EXTRACTED RECORDS.

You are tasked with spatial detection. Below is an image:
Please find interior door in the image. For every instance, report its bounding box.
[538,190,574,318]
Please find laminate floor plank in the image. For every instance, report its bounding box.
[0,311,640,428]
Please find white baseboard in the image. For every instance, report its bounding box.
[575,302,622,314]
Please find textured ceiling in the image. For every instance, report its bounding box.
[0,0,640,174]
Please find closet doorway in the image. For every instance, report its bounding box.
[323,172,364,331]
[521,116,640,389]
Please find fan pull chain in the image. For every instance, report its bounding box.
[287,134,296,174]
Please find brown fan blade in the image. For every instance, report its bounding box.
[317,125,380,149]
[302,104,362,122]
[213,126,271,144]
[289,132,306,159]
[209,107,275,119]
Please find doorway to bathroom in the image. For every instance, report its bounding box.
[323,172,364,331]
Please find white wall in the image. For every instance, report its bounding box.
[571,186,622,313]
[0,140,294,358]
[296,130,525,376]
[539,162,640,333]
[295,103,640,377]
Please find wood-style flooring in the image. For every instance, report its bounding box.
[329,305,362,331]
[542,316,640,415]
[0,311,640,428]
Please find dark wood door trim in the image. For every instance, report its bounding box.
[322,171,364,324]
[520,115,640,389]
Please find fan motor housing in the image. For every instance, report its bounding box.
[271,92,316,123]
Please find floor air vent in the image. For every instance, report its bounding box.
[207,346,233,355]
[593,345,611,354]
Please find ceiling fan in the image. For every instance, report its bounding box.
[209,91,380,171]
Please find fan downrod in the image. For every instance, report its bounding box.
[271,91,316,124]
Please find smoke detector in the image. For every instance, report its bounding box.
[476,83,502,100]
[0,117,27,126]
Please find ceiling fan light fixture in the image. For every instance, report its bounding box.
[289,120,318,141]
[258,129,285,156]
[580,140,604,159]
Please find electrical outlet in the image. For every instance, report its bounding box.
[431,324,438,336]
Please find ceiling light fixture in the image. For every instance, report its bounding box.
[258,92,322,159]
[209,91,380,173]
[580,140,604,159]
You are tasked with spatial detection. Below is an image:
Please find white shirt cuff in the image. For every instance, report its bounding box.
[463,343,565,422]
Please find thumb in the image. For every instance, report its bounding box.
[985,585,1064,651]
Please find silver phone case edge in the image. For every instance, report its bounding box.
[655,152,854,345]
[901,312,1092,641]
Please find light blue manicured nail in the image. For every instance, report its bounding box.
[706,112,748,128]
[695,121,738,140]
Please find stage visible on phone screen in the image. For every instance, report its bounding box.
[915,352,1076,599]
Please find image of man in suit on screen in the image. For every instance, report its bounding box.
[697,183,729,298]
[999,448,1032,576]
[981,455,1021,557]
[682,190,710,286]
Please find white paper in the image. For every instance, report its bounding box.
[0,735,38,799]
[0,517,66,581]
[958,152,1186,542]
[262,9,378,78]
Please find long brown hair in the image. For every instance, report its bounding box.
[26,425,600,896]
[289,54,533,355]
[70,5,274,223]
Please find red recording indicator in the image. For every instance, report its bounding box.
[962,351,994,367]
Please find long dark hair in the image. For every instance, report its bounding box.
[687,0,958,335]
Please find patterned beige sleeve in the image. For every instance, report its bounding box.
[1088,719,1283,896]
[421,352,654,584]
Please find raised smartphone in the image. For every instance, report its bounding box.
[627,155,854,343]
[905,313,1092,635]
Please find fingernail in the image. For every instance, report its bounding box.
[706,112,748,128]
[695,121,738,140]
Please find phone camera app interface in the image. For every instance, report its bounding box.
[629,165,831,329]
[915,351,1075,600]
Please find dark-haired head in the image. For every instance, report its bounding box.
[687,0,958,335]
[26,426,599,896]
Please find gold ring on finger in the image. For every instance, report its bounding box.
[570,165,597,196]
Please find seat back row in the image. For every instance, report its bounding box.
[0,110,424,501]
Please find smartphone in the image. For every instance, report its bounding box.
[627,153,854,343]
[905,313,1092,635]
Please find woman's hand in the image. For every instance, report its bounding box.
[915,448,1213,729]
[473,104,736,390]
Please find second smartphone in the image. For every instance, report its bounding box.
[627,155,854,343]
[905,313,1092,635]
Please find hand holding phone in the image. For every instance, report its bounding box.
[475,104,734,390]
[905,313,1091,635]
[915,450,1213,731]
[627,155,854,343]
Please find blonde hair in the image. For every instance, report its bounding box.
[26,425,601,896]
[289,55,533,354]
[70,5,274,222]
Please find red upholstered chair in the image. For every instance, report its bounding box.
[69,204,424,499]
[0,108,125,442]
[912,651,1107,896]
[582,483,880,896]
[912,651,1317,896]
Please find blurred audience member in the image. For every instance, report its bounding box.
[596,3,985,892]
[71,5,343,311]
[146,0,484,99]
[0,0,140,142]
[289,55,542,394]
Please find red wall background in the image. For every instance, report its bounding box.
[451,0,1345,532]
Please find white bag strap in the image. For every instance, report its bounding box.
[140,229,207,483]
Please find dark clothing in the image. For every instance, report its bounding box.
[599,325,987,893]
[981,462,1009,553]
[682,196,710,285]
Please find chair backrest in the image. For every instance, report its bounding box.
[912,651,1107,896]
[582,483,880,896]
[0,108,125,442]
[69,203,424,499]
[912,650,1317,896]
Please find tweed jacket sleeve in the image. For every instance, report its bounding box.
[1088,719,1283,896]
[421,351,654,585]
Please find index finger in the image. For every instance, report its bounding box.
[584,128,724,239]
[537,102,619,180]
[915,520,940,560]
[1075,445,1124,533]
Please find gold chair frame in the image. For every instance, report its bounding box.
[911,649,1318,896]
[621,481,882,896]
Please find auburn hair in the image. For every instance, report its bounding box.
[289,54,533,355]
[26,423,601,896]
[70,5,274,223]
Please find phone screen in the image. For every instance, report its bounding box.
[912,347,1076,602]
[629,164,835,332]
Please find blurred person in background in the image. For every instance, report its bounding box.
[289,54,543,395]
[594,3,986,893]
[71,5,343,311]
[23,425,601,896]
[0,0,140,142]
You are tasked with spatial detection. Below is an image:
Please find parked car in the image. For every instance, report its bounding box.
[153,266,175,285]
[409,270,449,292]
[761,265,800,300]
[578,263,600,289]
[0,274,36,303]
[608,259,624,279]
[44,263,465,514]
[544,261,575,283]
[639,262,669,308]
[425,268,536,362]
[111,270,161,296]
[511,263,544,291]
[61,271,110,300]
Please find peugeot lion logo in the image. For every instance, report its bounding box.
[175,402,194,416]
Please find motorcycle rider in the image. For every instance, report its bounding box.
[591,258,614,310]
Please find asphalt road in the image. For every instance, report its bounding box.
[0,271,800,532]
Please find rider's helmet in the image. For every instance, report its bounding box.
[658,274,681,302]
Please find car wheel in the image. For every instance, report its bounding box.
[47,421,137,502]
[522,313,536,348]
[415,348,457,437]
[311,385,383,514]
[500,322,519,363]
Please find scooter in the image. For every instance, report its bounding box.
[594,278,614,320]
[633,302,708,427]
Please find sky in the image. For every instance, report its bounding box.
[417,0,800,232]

TASK INSTRUCTIONS.
Please pick out every line of the entries above that contains the string "dark" and copy each one, treating uppercase and lowercase letters as different.

WRITTEN RESPONSE.
Please find dark wood door trim in the image. For every instance, report its bounding box.
Please find long dark hair in the image. For every instance, report its bounding box.
Please find dark-haired head in the image. For every instance, report its bounding box.
Please find dark clothing in the image. For every instance, report its bounding box.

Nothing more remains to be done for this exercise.